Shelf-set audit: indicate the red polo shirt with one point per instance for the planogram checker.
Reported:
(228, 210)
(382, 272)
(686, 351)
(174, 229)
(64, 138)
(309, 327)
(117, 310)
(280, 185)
◇ ◇ ◇
* **DIRECTIONS FOR THIS TASK**: Would you repeat each of the records above exactly?

* **RESULT OF THIS EXERCISE**:
Shelf-set audit: indicate the red polo shirt with one point per instance for the planogram checker.
Reported:
(228, 210)
(382, 272)
(686, 351)
(174, 229)
(64, 138)
(309, 327)
(117, 310)
(280, 185)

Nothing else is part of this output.